▸ Direction 1: Count the lines in the entries below that contain the string "trimmed", and reply with only that number.

▸ Quoted passage:
The horror of Act 5, Scene 1 of Macbeth is subtle, but very real. While there is no real blood on the stage, there is definitely blood on Lady Macbeth’s hands. 

After belittling Macbeth more than once for being haunted by visions and ghosts, the same thing happens to Lady Macbeth – or Lady Macdeath, as I like to call her. She is spared such public humiliation, though – her suffering is is revealed in the privacy of her own rooms, witnessed only by her servant and a doctor. This enables the audience to witness the intensely personal and intimate nature of the psychological horror experienced by Lady Macbeth.

In the chaos of her behaviour, the audience sees the extent of Lady Macbeth’s mental torment: she is plagued by guilt and losing her grip on reality. She walks and talks in her sleep, carrying a candle because she cannot bear to be in darkness, and speaking of fragments of bloody images and events. She repeatedly acts as though she is washing her hands, sometimes for fifteen minutes, yet she can never seem to get them clean. She keeps on finding blood on her hands: “Yet here’s a spot.”

▸ Direction 2: Pick up the Macbeth passage above after its final sentence and continue it.

▸ Data provided:
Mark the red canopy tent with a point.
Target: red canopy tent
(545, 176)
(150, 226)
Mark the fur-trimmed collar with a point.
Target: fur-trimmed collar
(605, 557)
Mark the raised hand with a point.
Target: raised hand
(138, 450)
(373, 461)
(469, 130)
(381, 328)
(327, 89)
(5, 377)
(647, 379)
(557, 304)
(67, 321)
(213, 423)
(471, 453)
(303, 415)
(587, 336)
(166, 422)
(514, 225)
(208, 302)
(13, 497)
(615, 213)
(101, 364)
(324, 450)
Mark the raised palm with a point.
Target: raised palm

---

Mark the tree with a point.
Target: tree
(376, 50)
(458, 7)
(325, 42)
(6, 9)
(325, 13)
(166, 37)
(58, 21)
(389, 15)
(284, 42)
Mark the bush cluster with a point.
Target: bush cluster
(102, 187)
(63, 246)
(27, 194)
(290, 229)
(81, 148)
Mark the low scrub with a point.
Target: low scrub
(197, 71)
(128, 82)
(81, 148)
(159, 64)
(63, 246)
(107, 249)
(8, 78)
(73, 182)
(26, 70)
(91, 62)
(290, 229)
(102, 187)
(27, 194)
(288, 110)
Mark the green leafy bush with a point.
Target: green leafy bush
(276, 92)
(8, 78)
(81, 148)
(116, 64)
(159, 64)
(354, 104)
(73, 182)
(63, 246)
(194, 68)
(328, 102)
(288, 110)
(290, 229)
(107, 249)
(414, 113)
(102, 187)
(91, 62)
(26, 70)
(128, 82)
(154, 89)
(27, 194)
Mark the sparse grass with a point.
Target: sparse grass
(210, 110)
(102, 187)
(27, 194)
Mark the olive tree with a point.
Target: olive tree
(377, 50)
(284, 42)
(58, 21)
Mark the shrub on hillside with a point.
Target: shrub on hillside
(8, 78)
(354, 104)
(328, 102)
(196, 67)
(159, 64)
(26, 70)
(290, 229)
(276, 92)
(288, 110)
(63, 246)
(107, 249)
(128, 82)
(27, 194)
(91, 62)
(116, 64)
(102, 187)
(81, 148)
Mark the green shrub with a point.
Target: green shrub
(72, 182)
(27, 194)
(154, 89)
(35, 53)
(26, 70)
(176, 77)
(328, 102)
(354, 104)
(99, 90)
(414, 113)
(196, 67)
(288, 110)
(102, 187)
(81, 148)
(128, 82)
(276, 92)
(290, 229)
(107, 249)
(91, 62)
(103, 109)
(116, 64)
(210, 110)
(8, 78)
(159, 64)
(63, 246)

--

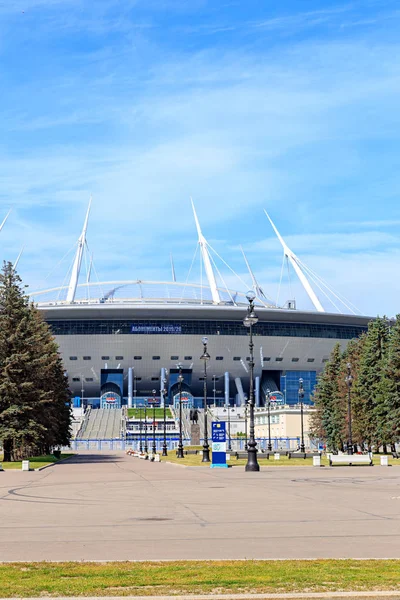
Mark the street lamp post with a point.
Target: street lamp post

▸ Task answer 1: 2

▸ Task answer 2:
Despair and frustration underscore pronouncements such as “Out, damned spot! Out, I say!” and “What! will these hands ne’er be clean?

In her mind, she can still clearly smell and see the blood on her own hands after the murder of Duncan, observing “Here’s the smell of the blood still: all the perfumes of Arabia will not sweeten this little hand. Oh! oh! oh!”.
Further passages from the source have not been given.